> [Saved entries]:
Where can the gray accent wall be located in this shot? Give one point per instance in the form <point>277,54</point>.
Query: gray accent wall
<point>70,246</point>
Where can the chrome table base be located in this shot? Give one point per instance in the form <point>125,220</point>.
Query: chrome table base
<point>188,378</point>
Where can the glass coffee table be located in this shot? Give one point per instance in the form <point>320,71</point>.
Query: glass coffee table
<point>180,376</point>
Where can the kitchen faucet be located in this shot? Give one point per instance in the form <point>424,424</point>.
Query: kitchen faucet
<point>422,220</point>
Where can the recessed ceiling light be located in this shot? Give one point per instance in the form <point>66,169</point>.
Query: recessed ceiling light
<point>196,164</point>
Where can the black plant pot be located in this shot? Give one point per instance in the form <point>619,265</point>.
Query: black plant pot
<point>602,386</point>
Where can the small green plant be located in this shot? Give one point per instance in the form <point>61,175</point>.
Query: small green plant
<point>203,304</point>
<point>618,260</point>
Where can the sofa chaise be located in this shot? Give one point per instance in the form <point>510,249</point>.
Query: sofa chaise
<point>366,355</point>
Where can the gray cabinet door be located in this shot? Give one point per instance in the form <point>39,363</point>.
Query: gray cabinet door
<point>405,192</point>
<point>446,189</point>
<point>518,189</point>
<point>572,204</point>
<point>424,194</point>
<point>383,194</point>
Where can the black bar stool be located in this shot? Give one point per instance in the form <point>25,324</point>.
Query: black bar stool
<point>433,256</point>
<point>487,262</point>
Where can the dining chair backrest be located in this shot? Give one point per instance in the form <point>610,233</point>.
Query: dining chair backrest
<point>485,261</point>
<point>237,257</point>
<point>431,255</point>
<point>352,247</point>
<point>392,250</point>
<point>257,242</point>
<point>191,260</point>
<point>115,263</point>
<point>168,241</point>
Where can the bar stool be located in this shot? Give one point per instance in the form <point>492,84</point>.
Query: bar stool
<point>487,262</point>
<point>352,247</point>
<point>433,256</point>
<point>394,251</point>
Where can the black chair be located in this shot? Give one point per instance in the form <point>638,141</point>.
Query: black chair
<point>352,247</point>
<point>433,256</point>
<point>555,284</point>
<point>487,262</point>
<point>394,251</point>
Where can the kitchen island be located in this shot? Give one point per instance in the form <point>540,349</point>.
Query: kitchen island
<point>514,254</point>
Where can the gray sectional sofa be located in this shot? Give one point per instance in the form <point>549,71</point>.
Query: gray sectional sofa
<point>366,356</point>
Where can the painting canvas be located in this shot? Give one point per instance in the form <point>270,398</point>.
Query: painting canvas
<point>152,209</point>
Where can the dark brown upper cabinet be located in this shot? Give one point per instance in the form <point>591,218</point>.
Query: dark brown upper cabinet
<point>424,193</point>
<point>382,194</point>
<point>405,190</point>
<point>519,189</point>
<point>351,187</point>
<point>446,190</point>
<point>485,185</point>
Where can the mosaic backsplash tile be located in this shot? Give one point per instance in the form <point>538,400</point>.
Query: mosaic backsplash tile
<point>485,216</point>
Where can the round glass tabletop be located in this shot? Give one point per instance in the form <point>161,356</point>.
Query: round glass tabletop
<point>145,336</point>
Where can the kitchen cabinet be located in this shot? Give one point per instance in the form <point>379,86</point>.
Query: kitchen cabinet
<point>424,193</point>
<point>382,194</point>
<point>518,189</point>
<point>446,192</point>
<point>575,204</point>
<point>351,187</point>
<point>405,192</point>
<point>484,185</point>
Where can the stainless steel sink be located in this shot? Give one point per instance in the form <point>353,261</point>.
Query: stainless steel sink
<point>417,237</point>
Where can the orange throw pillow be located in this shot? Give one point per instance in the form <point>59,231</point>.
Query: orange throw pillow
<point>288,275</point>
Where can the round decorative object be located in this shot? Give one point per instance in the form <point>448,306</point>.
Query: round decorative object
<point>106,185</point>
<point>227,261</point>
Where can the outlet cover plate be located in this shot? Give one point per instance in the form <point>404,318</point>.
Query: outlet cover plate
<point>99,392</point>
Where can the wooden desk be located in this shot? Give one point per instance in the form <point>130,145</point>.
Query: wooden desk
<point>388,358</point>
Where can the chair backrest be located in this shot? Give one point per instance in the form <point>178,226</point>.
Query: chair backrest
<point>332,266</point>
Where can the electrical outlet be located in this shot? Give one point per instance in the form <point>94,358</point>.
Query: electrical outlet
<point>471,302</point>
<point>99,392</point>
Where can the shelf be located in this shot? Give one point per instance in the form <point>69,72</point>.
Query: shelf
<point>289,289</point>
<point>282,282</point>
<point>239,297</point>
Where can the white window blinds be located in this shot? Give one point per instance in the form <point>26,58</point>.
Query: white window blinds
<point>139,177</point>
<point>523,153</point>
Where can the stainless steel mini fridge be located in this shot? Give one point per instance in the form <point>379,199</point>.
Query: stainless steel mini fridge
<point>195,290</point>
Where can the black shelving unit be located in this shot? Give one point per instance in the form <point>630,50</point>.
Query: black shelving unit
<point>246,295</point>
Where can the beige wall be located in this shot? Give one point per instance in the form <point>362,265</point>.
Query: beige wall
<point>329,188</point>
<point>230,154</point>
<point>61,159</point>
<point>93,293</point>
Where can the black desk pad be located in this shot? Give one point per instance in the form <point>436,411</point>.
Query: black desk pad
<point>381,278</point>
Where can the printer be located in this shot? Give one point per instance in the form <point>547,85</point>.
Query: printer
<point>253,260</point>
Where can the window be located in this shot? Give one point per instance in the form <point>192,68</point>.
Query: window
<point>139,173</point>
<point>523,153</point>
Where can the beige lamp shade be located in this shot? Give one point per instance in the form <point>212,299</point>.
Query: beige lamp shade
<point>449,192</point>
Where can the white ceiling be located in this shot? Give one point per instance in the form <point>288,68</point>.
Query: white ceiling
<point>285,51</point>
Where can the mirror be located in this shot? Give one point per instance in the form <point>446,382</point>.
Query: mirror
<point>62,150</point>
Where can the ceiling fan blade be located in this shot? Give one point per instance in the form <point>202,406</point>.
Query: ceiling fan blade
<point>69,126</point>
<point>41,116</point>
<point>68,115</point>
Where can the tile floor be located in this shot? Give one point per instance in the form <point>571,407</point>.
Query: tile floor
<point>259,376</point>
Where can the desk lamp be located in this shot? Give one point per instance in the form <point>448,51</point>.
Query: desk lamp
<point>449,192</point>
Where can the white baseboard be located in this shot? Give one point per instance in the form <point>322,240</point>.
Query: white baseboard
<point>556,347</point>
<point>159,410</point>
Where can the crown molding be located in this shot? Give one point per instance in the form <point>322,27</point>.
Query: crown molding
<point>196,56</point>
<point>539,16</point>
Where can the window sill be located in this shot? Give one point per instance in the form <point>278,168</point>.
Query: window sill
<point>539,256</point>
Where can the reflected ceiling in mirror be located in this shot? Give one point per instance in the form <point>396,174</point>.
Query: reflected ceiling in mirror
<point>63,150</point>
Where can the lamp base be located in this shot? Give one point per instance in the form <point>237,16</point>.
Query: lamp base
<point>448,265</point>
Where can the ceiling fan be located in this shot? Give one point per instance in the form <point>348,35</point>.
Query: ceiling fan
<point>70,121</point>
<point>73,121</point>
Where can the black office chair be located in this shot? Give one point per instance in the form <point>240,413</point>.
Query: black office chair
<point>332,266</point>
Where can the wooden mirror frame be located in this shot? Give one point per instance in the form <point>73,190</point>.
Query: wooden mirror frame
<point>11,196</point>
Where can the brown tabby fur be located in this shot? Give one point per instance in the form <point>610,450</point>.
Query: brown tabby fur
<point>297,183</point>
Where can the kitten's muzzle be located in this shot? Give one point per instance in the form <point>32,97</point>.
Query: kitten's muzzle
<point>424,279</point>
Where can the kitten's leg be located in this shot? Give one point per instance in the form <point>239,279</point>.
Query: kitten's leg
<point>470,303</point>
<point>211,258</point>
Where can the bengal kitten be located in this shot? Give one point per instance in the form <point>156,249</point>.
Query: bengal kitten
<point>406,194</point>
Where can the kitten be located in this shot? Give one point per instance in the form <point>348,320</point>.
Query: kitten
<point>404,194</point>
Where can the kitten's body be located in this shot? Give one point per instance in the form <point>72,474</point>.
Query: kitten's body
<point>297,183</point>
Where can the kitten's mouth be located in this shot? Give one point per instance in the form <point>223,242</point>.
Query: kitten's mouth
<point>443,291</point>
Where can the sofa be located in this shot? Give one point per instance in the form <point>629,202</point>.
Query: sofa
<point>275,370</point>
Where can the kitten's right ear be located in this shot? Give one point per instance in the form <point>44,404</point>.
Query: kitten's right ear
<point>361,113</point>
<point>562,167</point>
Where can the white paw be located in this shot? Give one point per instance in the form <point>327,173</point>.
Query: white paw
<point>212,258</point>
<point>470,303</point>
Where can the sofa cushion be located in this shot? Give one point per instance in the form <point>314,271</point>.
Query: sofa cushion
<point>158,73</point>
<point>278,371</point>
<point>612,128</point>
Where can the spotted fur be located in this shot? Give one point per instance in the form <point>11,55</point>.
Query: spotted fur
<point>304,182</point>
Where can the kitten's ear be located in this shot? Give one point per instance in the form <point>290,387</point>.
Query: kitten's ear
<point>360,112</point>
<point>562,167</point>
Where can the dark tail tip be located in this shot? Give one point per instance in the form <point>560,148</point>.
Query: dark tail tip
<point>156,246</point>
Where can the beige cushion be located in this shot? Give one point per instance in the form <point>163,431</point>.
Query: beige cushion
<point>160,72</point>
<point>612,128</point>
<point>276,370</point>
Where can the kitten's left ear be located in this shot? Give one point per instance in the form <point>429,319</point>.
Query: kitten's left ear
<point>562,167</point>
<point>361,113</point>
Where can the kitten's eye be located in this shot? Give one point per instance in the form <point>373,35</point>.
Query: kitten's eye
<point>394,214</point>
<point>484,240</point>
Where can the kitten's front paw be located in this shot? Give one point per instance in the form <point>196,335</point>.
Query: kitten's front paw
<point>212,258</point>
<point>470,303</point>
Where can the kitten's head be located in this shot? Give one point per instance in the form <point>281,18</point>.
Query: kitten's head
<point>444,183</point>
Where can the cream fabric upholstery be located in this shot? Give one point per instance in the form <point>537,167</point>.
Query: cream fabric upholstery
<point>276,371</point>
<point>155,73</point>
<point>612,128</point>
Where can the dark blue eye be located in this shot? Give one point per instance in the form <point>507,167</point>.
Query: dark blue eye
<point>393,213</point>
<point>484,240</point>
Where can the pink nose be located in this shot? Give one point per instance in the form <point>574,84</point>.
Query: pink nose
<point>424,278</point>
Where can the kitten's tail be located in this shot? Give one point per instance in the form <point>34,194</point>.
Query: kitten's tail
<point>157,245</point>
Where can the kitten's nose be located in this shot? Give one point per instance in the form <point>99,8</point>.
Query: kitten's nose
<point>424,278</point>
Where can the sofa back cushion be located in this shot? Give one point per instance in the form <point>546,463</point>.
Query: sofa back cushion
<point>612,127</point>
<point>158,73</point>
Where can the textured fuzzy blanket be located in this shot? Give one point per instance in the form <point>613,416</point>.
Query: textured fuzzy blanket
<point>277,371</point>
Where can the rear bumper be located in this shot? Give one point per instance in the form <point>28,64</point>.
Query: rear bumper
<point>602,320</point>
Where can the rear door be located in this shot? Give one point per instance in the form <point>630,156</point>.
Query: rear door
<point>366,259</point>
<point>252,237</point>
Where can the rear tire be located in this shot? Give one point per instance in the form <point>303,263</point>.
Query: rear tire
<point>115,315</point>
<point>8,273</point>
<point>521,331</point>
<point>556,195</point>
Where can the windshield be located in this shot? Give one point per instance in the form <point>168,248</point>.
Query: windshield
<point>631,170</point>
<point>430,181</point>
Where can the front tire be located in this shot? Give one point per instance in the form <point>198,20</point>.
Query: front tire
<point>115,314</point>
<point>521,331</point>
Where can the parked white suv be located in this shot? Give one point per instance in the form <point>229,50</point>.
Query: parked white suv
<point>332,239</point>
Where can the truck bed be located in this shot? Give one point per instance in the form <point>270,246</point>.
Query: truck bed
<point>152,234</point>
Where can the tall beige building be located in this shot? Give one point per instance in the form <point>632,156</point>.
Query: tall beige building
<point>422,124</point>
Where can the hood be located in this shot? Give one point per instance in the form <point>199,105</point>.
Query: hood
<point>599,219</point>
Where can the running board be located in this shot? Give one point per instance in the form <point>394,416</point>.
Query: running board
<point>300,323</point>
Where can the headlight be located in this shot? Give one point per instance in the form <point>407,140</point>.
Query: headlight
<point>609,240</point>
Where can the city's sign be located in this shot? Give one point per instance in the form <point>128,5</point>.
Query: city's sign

> [What is needed]:
Identify the lines in the entries that hold "city" and return each one.

> [Answer box]:
Where can the city's sign be located in this shot? Give one point per instance in the form <point>128,5</point>.
Query: city's sign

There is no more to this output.